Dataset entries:
____________

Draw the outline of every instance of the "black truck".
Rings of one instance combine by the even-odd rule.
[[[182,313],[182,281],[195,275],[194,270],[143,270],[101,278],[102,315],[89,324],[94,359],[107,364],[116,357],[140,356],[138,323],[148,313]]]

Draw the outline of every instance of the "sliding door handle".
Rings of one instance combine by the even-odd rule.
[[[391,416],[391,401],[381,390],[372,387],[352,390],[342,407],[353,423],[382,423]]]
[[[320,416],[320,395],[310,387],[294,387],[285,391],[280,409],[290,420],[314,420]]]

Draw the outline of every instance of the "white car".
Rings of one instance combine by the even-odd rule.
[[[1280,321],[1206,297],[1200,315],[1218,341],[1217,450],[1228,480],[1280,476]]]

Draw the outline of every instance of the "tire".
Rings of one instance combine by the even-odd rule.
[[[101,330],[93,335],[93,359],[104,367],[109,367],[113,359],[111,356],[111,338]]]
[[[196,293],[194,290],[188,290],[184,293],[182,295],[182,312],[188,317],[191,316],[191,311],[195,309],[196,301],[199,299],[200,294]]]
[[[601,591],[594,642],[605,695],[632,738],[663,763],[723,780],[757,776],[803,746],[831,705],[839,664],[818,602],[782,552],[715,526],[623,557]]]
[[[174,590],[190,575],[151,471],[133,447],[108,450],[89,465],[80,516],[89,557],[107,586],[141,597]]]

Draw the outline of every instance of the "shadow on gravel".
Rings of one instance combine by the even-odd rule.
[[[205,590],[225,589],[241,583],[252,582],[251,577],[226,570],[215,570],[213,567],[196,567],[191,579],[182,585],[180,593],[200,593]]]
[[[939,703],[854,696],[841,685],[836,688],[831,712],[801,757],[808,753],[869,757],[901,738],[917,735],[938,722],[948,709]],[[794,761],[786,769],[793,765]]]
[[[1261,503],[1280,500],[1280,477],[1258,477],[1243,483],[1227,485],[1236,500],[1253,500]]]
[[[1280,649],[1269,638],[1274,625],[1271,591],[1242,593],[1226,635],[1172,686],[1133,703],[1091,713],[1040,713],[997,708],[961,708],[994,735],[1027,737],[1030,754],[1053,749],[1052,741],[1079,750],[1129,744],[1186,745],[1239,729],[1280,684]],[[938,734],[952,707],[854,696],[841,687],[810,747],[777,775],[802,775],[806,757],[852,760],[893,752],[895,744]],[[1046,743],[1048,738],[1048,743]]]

____________

Would you copy all lines in the records where the string "every" appears?

Draw the outline of every instance of the "black truck".
Draw the outline of every instance of the "sliding door handle".
Draw the outline of every instance of the "white car".
Draw the outline of every instance of the "tire".
Draw the outline of every instance of the "shadow on gravel".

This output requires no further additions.